Exercise aim = Extract all data as written.
>> Begin Records to use
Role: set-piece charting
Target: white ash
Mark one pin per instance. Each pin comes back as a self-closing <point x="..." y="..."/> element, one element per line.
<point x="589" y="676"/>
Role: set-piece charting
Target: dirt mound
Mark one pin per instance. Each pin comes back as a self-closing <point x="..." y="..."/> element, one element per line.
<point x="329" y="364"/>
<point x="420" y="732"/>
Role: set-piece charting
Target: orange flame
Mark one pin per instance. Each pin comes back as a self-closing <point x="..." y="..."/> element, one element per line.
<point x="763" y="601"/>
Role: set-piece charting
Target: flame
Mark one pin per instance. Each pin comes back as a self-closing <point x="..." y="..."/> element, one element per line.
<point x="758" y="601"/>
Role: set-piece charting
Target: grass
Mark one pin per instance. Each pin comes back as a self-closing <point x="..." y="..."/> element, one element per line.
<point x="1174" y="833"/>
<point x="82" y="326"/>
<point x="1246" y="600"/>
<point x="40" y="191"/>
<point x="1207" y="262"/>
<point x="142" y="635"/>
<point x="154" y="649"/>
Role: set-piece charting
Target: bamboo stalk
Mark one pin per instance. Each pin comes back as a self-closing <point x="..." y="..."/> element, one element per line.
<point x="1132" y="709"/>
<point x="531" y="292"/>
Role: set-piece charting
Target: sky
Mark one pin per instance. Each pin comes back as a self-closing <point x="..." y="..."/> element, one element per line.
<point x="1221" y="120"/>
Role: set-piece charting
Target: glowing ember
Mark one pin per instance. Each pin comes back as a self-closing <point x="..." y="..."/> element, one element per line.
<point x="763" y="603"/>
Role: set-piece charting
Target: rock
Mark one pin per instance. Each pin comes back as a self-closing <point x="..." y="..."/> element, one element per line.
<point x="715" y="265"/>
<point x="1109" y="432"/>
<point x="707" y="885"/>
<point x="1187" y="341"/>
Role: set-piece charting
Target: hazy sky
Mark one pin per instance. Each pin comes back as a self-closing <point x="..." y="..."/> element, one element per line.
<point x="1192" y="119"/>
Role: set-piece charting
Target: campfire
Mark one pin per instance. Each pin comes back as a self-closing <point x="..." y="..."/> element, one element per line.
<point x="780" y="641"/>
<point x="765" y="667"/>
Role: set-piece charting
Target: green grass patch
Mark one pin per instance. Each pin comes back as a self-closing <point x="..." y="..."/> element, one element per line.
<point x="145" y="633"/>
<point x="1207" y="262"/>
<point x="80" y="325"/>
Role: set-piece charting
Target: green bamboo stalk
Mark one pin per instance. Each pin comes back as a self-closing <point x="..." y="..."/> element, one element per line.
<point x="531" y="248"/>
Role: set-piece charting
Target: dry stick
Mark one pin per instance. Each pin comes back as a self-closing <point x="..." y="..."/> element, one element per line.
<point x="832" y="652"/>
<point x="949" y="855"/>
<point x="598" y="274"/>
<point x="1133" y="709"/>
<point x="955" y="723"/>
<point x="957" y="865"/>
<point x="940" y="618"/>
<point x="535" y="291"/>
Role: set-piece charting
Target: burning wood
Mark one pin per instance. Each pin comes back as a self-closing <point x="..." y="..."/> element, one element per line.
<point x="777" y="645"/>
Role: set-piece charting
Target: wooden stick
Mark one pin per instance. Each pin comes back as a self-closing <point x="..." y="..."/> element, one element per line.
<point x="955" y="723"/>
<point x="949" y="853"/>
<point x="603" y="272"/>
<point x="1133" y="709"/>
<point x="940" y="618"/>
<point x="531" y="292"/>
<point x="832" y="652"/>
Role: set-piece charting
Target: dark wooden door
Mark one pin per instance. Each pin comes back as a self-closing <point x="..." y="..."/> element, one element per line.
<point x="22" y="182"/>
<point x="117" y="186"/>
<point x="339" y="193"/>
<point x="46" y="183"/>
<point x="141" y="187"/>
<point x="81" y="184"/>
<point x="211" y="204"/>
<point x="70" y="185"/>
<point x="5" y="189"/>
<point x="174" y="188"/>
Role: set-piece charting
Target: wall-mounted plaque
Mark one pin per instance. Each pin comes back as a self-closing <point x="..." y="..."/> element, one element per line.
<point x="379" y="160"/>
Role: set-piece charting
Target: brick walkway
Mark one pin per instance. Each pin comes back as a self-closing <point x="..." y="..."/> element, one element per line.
>> End Records to use
Reply to the exercise =
Role: set-piece charting
Target: white ash
Mark one pin per instance. Each pin comes back as a self-closing <point x="..." y="..."/> element, one element per line.
<point x="589" y="676"/>
Role: set-piece charting
Target: dirt mound
Mark one pin per instance. Each pin comes back as a self-closing <point x="..." y="..."/> element, one element per line.
<point x="329" y="364"/>
<point x="420" y="732"/>
Role: set-piece charting
Target: orange flame
Mark one pin per instance. Each pin comes back as a self-closing <point x="..." y="..."/> element, one element per line.
<point x="763" y="601"/>
Role: set-piece charting
Target: flame
Mark one pin per instance. Each pin comes back as a self-closing <point x="..." y="..."/> element, one element per line.
<point x="758" y="601"/>
Role: set-piece charting
Target: grass
Mark one pin per instance. Each pin comes back as a self-closing <point x="..." y="..."/> element, one element per line.
<point x="1174" y="833"/>
<point x="82" y="326"/>
<point x="1246" y="600"/>
<point x="40" y="191"/>
<point x="1207" y="262"/>
<point x="142" y="635"/>
<point x="154" y="649"/>
Role: set-piece charting
Target: bamboo stalk
Mark one pin per instance. Each pin comes back as a self-closing <point x="..." y="..."/> element, one element per line.
<point x="1132" y="709"/>
<point x="531" y="292"/>
Role: set-piece charting
Target: sky
Mark one pin per instance. Each pin comes back as a self-closing <point x="..." y="..."/> element, one element per line.
<point x="1221" y="120"/>
Role: set-piece charting
Target: glowing ember
Mark one pin per instance. Each pin comes back as a self-closing <point x="..." y="..."/> element, one element per line.
<point x="763" y="603"/>
Role: set-piece charting
Target: rock
Mark one pin per instance. Each pin comes back as a self-closing <point x="..." y="..."/> element, one element per line.
<point x="715" y="265"/>
<point x="1109" y="432"/>
<point x="707" y="885"/>
<point x="1187" y="341"/>
Role: set-piece charting
Target: hazy sky
Mark one pin per instance. Each pin comes back as a self-closing <point x="..." y="..."/> element, one element per line.
<point x="1192" y="119"/>
Role: set-piece charting
Target: campfire
Mark one pin per instance. Each pin comes back as a self-closing <point x="..." y="..."/> element, one element per line.
<point x="780" y="641"/>
<point x="765" y="667"/>
Role: set-piece charting
Target: green grass patch
Mark one pin per instance. Each pin comes back as a self-closing <point x="..." y="..."/> element, one element per line.
<point x="145" y="633"/>
<point x="1207" y="262"/>
<point x="80" y="325"/>
Role: set-piece charting
Target: green bamboo stalk
Mark one pin per instance. Each pin comes back as a self-closing <point x="..." y="..."/> element, one element per line.
<point x="531" y="248"/>
Role: set-piece charting
Target: dry stick
Mark one pin per instance. Each pin comes back as a self-closing <point x="..." y="..."/> element, one element per line.
<point x="832" y="652"/>
<point x="949" y="855"/>
<point x="598" y="274"/>
<point x="1133" y="709"/>
<point x="955" y="723"/>
<point x="957" y="865"/>
<point x="940" y="618"/>
<point x="535" y="291"/>
Role: set-piece charting
Target: burning wood
Mark one pin per instance. Each pin comes back as a self-closing <point x="..." y="..."/> element, one element per line.
<point x="777" y="645"/>
Role: set-piece charting
Target: wooden stick
Mark one pin per instance. Each pin comes back as a self-closing <point x="..." y="..."/> element, one element per line.
<point x="955" y="723"/>
<point x="949" y="853"/>
<point x="603" y="272"/>
<point x="1133" y="709"/>
<point x="940" y="618"/>
<point x="531" y="292"/>
<point x="832" y="652"/>
Role: set-piece charting
Target: dark wooden door
Mark one pin per instance. Each pin comes back as a self-closing <point x="..." y="..."/> element, one element per line.
<point x="22" y="182"/>
<point x="117" y="186"/>
<point x="339" y="193"/>
<point x="46" y="183"/>
<point x="141" y="187"/>
<point x="81" y="184"/>
<point x="211" y="204"/>
<point x="70" y="185"/>
<point x="5" y="189"/>
<point x="174" y="188"/>
Role: set-piece charting
Target: wall-mounted plaque
Mark one pin per instance. Each pin comes back as a self-closing <point x="..." y="..."/> element, one element per line.
<point x="379" y="160"/>
Role: set-piece charting
Target: brick walkway
Mark one pin per instance. Each pin comes back as a self-closing <point x="..." y="..."/> element, one element per line.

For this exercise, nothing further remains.